Despite the December pivot in Fed policy, liquidity is likely to trend lower through 2024 as QT and relative high rates in the front end of the curve continue. Lower liquidity is likely to keep volatility elevated, keeping pressure on spreads The Bloomberg investment grade cash corporate bond index OAS closed Friday at 132 bp, tighter by 7 bp in the last week. Nominal par 30-year MBS spreads to the blend of 5- and 10-year Treasury yields traded Friday at 146 bp, tighter by 2 bp. Par 30-year MBS TOAS closed Friday at 39 bp, tighter by 1 bp. Both nominal and option-adjusted spreads on MBS look rich. Fair value in MBS is likely closer to 70 bp, so a widening toward 70 bp looks reasonable.

###

__Exercise 1__: In the market commentary, at what level did the par 30-year MBS TOAS close on Friday?
__Exercise 2__: Pick up the market commentary after its last sentence and carry it on for another paragraph.

__Entries__:
###

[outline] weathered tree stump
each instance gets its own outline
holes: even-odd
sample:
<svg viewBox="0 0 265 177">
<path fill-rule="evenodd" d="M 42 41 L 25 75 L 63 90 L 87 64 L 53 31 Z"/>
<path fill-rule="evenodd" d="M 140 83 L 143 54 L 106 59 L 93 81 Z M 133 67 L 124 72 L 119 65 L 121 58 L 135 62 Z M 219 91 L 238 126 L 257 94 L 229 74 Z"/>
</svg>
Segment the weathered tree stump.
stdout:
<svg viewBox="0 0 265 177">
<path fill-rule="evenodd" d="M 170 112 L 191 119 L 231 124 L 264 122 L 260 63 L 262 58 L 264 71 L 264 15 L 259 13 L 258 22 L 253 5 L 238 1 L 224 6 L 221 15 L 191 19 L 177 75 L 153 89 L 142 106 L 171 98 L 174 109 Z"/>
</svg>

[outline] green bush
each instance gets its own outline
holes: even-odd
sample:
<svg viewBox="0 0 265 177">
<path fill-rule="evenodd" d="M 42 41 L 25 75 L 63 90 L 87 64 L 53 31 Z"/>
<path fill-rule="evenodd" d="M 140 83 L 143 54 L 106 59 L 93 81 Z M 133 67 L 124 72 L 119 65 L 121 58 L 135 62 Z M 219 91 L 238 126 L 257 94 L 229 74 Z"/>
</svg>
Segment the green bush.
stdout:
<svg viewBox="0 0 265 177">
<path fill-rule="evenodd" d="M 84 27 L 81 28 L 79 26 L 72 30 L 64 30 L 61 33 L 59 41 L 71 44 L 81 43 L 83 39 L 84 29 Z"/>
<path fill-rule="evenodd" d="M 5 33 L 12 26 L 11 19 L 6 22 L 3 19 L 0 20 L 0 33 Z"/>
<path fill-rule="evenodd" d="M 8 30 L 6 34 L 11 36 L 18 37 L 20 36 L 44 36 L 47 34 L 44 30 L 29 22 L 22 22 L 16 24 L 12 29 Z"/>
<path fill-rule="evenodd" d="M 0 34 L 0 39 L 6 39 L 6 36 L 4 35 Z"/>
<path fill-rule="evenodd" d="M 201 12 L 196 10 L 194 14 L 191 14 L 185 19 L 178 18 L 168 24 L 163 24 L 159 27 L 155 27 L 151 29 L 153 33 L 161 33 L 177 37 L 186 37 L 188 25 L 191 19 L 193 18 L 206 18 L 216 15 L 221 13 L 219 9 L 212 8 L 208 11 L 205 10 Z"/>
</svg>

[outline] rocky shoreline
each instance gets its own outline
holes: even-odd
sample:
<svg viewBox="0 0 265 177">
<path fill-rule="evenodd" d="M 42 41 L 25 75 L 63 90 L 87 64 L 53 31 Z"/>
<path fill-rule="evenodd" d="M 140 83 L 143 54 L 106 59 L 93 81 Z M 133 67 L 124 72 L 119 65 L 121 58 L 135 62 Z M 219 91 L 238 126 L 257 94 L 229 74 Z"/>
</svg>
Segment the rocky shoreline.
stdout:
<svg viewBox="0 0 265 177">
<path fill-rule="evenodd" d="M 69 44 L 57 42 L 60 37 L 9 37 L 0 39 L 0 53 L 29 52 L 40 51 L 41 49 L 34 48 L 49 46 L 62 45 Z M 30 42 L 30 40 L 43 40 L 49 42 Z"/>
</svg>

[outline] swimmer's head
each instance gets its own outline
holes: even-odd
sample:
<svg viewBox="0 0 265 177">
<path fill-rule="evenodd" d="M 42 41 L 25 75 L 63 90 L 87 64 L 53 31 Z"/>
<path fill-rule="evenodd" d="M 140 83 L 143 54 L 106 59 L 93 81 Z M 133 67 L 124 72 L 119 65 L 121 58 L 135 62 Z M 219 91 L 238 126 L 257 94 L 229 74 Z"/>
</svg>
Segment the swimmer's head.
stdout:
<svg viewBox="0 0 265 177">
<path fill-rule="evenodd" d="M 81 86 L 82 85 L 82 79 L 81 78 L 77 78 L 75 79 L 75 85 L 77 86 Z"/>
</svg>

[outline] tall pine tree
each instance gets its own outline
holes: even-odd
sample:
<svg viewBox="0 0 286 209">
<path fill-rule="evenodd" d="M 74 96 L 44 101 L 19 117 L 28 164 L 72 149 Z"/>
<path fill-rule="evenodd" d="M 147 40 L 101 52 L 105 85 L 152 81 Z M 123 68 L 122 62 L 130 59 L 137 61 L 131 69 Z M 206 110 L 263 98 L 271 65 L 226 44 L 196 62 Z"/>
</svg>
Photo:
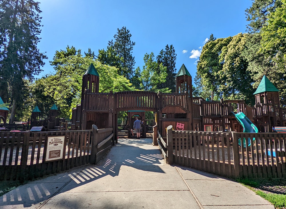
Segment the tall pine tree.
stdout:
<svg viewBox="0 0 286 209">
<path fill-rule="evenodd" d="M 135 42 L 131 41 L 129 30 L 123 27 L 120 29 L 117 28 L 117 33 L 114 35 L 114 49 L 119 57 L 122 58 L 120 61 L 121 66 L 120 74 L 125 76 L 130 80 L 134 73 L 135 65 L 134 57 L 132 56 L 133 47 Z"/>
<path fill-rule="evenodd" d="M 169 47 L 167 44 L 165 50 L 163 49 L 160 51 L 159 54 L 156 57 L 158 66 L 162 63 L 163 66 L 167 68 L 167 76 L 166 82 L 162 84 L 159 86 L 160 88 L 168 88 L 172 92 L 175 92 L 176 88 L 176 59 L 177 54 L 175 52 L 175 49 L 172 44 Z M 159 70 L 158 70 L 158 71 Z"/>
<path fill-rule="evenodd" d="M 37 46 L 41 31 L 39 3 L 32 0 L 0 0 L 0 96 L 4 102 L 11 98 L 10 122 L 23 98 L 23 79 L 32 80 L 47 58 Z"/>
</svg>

###

__Exercise result 1__: 39 bp

__Exercise result 2__:
The view in credit

Most investment grade corporate and most consumer balance sheets look relatively well protected against higher interest rates, and a Fed pivot next year would soften the impact of higher rates. Fixed-rate funding largely blunts the impact of higher rates on both those corporate and consumer balance sheets, and healthy stocks of cash and liquid assets allow these balance sheets to absorb a moderate squeeze on income. Less than 7% of investment grade debt matures in the next year, so those balance sheets have some time. But other parts of the market funded with floating debt continue to look vulnerable. Leveraged and middle market balance sheets are vulnerable. At this point, mainly ‘B-‘ loans show clear signs of cash burn. Commercial office real estate looks weak along with its mortgage debt. Credit backing public securities is showing more stress than comparable credit on bank balance sheets. As for the consumer, subprime auto borrowers and younger households borrowing on credit cards, among others, are starting to show some cracks with delinquencies rising quickly. The resumption of payments on government student loans should add to consumer credit pressure.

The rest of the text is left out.